— START OF TEXT SEGMENT —

About Buffalo -- by Ken Regan

If you have an interest in American cities and their culture, you may find Buffalo especially rewarding to explore. Here's some background and popular history to explain how Buffalo is a Quirky Creative place, with much more influence on the nation than its size and reputation may lead you to expect. Cultural links are at the bottom.

First, the Name

There are four main theories on how the city, which grew out of a settlement called "Buffalo Creek" in the 1780s, got its name:

  1. From the shaggy beast, Bison bison americanus, even though the great buffalo herds never came within 500 miles of the place.
  2. From the French beau fleuve, meaning "Pretty River". The Buffalo River is truly beautiful as it flows swiftly out of Lake Erie towards Niagara Falls, and the Ellicott and Tonawanda Creeks also merit the name.
  3. From the French boeuf-à-l'eau, meaning "Ox-by-the-Water", not unlike English town names with "ox" in them.
  4. From some Native American place name sounding like "buffalo".

Most sources cite the second theory, but I favor the third. Although no Canadian town has "boeuf" in its name, 27 geographical features in Canada do---and French settlers got to Buffalo before the Yankees did. This theory also supplies a haute-cuisine name for the city's principal culinary delicacy, Ailes du boeuf à l'eau.

The University at Buffalo was the University of Buffalo from 1846 to 1964, when it traded its old preposition and private standing to join the SUNY system.

History and People

In the 19th Century Buffalo was the Queen City, an economic powerhouse with the Erie Canal and Great Lakes trade. Presidents came from here---Millard Fillmore (the founder of UB in 1846) and Grover Cleveland---and Cleveland survived sex scandals while campaigning and in office that Bill Clinton could only dream of.

In the 20th Century until the 1970s, Buffalo was a great steel and manufacturing city, with many companies lured by the abundant hydro-electric power from Niagara Falls, and a magnet for immigrants from Europe, especially Eastern Europe and Italy. The city and environs are about 40% Polish, 30% Italian, 25% Irish, 15% Afro-American, 10% WASP, 10% German/Scandinavian (lots of Lutheran churches), 5% Greek, 5% Asian, and 10% "other". If this makes no sense to you, (a) you haven't run for political office in America, and (b) this writer hits three maybe four of those categories...

But now the steel mills are all gone, the University at Buffalo is the area's top employer, the city's population is lower than it was in 1898, and this city has no clear idea of its identity for the 21st Century. What remains, however, is an amazing mix of currents of society for such a relatively small town. To understand what has happened to Buffalo, we first must come to terms with:

Ignominy

In the 20th Century, Buffalo has endured

  • The assassination of President William McKinley at the 1901 Pan-American Exposition, when Buffalo was at its zenith and the eyes of the world looked here. We were "Dallas" before Dallas, and had no Dallas to change the image.
  • The Blizzard of '77, when freak conditions left loose snow on a frozen Lake Erie for an equally freak thunder-and-wind storm to dump onto the city, with snowdrifts 5, 10, some even 20 feet high. Ever since, "Buffalo" has been synonymous with "Snow", although this year we've hardly had any.

— END OF TEXT SEGMENT —

• **ACTIONS TO TAKE**
1. Answer these questions from the piece about Buffalo:
(a) Which of the four theories on the city's name does the writer favor?
(b) During what years was the University at Buffalo called the University of Buffalo?
(c) Which president was assassinated at the 1901 Pan-American Exposition?
2. Write the next part of the piece about Buffalo, picking up after its final sentence.
The entries have no connection to the piece about Buffalo.

— START OF ENTRIES SUPPLIED —

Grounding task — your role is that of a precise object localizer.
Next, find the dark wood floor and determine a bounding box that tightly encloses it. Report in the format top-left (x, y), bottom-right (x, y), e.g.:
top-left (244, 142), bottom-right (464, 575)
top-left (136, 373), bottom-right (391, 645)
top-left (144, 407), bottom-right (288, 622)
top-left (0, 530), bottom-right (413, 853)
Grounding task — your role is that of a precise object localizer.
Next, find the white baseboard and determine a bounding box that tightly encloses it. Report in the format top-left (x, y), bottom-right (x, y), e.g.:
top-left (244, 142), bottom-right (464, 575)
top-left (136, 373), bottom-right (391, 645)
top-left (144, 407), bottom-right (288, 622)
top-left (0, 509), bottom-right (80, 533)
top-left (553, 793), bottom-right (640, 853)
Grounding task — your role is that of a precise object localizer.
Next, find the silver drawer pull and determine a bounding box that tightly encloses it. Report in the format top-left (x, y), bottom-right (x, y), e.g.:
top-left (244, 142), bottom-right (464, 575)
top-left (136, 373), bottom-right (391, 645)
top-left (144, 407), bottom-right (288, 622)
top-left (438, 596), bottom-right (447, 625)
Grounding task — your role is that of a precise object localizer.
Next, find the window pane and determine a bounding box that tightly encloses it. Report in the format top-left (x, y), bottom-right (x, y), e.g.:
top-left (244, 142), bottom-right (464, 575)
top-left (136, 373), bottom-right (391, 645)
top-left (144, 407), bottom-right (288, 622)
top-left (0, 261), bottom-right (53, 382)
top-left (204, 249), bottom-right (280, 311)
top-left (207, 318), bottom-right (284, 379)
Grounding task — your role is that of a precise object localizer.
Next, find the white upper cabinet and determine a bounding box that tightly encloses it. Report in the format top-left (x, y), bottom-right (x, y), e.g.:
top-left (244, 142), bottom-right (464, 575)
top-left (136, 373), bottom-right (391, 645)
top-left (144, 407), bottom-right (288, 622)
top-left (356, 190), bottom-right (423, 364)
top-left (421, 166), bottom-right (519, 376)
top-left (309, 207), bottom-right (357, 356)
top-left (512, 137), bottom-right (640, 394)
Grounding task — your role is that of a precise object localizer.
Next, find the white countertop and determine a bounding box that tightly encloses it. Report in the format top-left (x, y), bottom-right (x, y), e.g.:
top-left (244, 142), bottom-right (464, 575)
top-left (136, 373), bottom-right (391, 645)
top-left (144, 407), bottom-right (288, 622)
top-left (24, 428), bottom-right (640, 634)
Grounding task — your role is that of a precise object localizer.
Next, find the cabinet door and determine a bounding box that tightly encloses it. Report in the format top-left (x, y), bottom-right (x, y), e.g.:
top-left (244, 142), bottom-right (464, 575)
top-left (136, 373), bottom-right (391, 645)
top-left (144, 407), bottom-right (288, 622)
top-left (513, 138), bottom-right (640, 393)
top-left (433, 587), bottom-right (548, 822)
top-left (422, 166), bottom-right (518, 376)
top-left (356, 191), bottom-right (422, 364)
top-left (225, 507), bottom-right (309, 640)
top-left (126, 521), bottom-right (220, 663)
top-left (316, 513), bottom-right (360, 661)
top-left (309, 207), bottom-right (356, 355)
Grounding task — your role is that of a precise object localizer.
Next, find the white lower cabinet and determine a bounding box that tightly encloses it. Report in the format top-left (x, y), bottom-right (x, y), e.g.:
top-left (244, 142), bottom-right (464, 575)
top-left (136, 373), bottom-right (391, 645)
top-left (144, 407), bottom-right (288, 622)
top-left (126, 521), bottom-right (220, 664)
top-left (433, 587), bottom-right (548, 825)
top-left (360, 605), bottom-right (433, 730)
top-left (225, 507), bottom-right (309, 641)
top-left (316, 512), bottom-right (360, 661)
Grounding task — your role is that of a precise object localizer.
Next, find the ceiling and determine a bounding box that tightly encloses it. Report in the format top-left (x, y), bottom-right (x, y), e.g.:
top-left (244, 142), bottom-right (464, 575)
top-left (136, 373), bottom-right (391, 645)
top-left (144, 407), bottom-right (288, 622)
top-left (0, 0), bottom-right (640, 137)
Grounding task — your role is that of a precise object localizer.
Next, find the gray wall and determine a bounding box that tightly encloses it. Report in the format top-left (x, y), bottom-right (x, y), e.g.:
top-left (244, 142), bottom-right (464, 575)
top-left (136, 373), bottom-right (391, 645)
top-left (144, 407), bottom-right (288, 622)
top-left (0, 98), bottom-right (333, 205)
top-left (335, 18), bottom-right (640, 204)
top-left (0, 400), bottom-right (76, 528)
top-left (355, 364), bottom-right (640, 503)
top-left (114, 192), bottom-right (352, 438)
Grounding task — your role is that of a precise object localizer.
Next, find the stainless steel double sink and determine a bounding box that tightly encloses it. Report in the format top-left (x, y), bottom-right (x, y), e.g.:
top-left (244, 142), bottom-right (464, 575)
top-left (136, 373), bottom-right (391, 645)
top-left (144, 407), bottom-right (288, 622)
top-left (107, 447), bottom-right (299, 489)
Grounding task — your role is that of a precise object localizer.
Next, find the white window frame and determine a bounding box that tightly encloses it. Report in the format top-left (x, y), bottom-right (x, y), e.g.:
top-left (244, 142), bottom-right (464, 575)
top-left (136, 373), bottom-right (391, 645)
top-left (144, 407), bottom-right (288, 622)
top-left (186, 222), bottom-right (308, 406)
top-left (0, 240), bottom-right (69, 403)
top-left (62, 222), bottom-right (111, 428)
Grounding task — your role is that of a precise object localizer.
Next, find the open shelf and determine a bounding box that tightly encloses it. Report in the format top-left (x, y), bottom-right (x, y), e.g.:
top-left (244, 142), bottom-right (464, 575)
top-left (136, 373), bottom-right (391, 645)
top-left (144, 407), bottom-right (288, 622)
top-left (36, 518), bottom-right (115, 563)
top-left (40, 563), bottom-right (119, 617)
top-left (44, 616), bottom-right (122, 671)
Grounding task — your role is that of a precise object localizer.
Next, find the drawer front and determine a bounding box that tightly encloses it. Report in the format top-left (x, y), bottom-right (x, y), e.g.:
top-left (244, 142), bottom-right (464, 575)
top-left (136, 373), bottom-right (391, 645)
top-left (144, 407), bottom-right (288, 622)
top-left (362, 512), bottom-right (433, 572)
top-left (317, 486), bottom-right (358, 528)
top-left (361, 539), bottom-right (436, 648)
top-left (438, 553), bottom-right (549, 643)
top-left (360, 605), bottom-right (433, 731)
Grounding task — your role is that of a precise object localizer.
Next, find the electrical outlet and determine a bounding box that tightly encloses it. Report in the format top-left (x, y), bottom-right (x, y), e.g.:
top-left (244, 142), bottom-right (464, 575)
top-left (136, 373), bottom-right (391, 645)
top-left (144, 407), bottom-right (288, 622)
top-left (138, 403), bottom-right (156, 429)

— END OF ENTRIES SUPPLIED —

• **IN RESPONSE**
1.
(a) The third theory: the name comes from the French boeuf-à-l'eau, meaning "Ox-by-the-Water."
(b) From 1846 to 1964.
(c) William McKinley.

2.
  • The Love Canal environmental disaster in Niagara Falls; only Three Mile Island got bigger play in the 1970s. BTW, the final settlement checks were mailed this week (3/16/98).
  • The line in a late-1970s movie (Tootsie ?): "Suicide in Buffalo is redundant."

All this, however, was just a warmup for the 1990s:

  • Losers of Four Straight Super Bowls, 1991-1994. To put this into perspective, the American cities where Structures has been held since 1992 are a combined 0-12 in Super Bowls.
  • The John & Lorena Bobbitt Case...John Bobbitt returned here to live in peace in one piece, and...

...in early 1994 I heard it said that "Every national scandal or talk-show controversy seems to have a Buffalo connection." All except the Buttafuoco-Fisher case, that is---and now Amy Fisher is in jail near Buffalo. And then came:

  • The OJ Murders Case. O.J. Simpson was the star of the Buffalo Bills. The "shoe" photo that swung the civil case against him was taken in Buffalo in 1993 by a Buffalo News photographer.
  • The Oklahoma City Bombing. Convicted murderer Timothy McVeigh grew up in Pendleton, a suburb adjacent to Amherst; all his family was still here.

If it were just the Bills losing Super Bowls, we could sneak off with a "Lovable Loser" label. But the above and other weirdness like the Buffalo Sabres Hockey Massacres seem to call for Amherst's antidote to the "X-Files." I think that the real label for Buffalo, borrowing the famous phrase of baseball Hall of Famer Reggie Jackson, ought to be:

The Straw That Stirs the Nation's Drink

OK, so maybe L.A. mixes the drink, Hollywood pours it, and New York City drinks it, but have a look at the talent we develop or attract, and see if the impact on American society and culture (besides the above:-) isn't much greater than our metro area's 1/200 fraction of the U.S. population would predict:

  • Politics. Bob Dole's running mate Jack Kemp was the Buffalo Bills' star quarterback and AFL MVP in the 1960s, and then a Buffalo congressman from 1971 to 1989. Dole and Kemp held their first big post-convention rally on the Old UB Football Field, which everyone staying in the dorms will walk by. And my Congressman is Bill Paxon, former chair of the Republican National Committee and rival to Newt and Dick Armey, before he lost the power struggle and decided not to run for re-election this year.
  • Jazz. We've produced Spyro Gyra, Grover Washington, Jr., and Bobby Militello (of the Dave Brubeck Quartet). The Amherst Saxophone Quartet has made several Tonight Show appearances, and has toured all around the U.S. and Japan; 1/4 of it played at my wedding. We (and three much-larger cities) attracted Doc Severinsen from the Tonight Show when Johnny Carson retired. He has been Pops Director of the Buffalo Philharmonic Orchestra, alongside director and conductor Maximiano Valdes and conductor Arie Lipsky.
  • Rock. Buffalo makes the charts with natives Ani DiFranco and The Goo Goo Dolls.
  • Arts and Letters. UB's English faculty has "Beat" poet Robert Creeley and literary/social critic Leslie Fiedler. Novelist Joyce Carol Oates grew up in nearby Lockport.
  • News. You have probably seen editorial cartoons by Pulitzer Prize-winning Tom Toles of the Buffalo News. National Public Radio's Terry Gross (host of "Fresh Air") is a UB graduate; she broke into radio here at WBFO. So is Wolf Blitzer of CNN. Ira Flatow (host of NPR's "Science Friday") and Cliff Stoll (The Cuckoo's Egg) are also UB and WBFO alumni.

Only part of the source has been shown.